**What you need to do:**
1 – In the TB research article below, rewrite the paragraph beginning "Today, TB researchers around the world" as a short bulleted list that keeps its main facts.
2 – Using the TB research article below, decide whether each statement agrees with it. Answer yes or no for each, and quote the words that decide it.
(a) Steyn knew before meeting Bloom that South Africa had the highest TB incidence in the world.
(b) Steyn followed Bloom to Harvard.
(c) Isoniazid was discovered by accident.

=== Reading passage ===

Andries Steyn, Ph.D., grew up close to Cape Town, South Africa — a part of the world where tuberculosis (TB) is raging due primarily to the high number of people with HIV.

According to Andries Steyn, one-third of the world is latently infected with TB — more than 2 billion people.

Steyn learned about the disease during his postdoctoral work at the Albert Einstein College of Medicine in New York when he met Barry Bloom, a leading scientist in the areas of infectious diseases, vaccines and global health.

“When I told him I was from South Africa, he asked me all about the TB problems in the country, and I didn’t really know anything about TB at that point,” Steyn says. “I didn’t even know South Africa had the highest TB incidence in the world. I was from the country and didn’t even know that.”

Steyn was intrigued. He was finishing his work in the lab of Julius Marmur, a biochemist and geneticist who discovered that denaturation of DNA was reversible, and joined Bloom’s lab afterward. Bloom is considered a world-renowned TB investigator, and when he left Albert Einstein to become dean at Harvard, Steyn followed and spent the next five years learning the intricacies of this complicated disease.

“We’re dealing with a real hard-core bug,” says Steyn, an associate professor of microbiology whose lab is deep into groundbreaking research of TB. “One-third of the world is latently infected with TB. That’s more than 2 billion people latently affected — and there are no drugs to kill dormant TB, and there’s no good vaccine against it.”

A new drug to combat TB has not been discovered since the 1950s, and Steyn says that drug — isoniazid — was discovered by accident.

Today, TB researchers around the world are centered on trying to understand which genes enable TB to enter, maintain and emerge from its dormant state within the lungs. There are drugs available to treat the clinical strains of TB, but developing countries are experiencing higher incidences of more extreme drug-resistant forms of the disease; current drugs don’t always offer successful treatment results. Researchers believe new drugs can be developed to combat TB if they can find the keys to unlock the mystery of its dormant state.

Steyn’s lab has looked extensively into the role of oxygen and nitric oxide in TB dormancy.

=== Supplied records ===

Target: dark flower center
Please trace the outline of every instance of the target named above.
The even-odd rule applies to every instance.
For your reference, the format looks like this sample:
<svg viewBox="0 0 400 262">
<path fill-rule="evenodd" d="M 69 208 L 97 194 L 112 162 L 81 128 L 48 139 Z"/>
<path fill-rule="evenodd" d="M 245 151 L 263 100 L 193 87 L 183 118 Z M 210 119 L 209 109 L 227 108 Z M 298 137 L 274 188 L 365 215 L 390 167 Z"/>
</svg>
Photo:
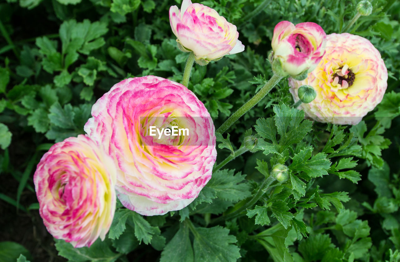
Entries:
<svg viewBox="0 0 400 262">
<path fill-rule="evenodd" d="M 339 69 L 341 70 L 342 67 L 340 67 Z M 348 84 L 349 87 L 351 87 L 353 83 L 354 83 L 354 81 L 356 79 L 356 75 L 354 73 L 352 72 L 351 69 L 348 69 L 348 73 L 346 75 L 343 76 L 340 75 L 338 74 L 337 73 L 335 73 L 335 74 L 333 75 L 333 79 L 336 77 L 339 78 L 339 82 L 338 83 L 340 84 L 340 85 L 343 86 L 343 82 L 344 81 L 346 81 Z M 340 71 L 339 71 L 340 72 Z M 340 74 L 341 75 L 342 74 Z"/>
</svg>

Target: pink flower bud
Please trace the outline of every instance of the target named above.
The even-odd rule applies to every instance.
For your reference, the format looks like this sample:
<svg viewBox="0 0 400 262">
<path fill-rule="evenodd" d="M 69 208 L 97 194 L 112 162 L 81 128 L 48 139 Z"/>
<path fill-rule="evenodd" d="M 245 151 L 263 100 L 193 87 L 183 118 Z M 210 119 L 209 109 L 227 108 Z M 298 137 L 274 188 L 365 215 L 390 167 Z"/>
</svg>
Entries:
<svg viewBox="0 0 400 262">
<path fill-rule="evenodd" d="M 183 0 L 180 10 L 176 6 L 171 7 L 170 23 L 179 49 L 192 51 L 202 65 L 244 50 L 236 26 L 212 8 L 190 0 Z"/>
<path fill-rule="evenodd" d="M 315 23 L 294 26 L 289 21 L 280 22 L 274 30 L 270 61 L 274 73 L 284 76 L 300 76 L 317 66 L 325 52 L 326 35 Z"/>
</svg>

===

**Answers for this exercise:**
1 –
- TB researchers worldwide are trying to learn which genes let TB enter, maintain and emerge from its dormant state in the lungs.
- Drugs exist for the clinical strains of TB.
- Developing countries are seeing more extreme drug-resistant forms, and current drugs don't always treat them successfully.
- Researchers believe new drugs can be developed if they unlock the mystery of TB's dormant state.

2 –
(a) No: "I didn’t even know South Africa had the highest TB incidence in the world."
(b) Yes: "when he left Albert Einstein to become dean at Harvard, Steyn followed"
(c) Yes: "that drug — isoniazid — was discovered by accident."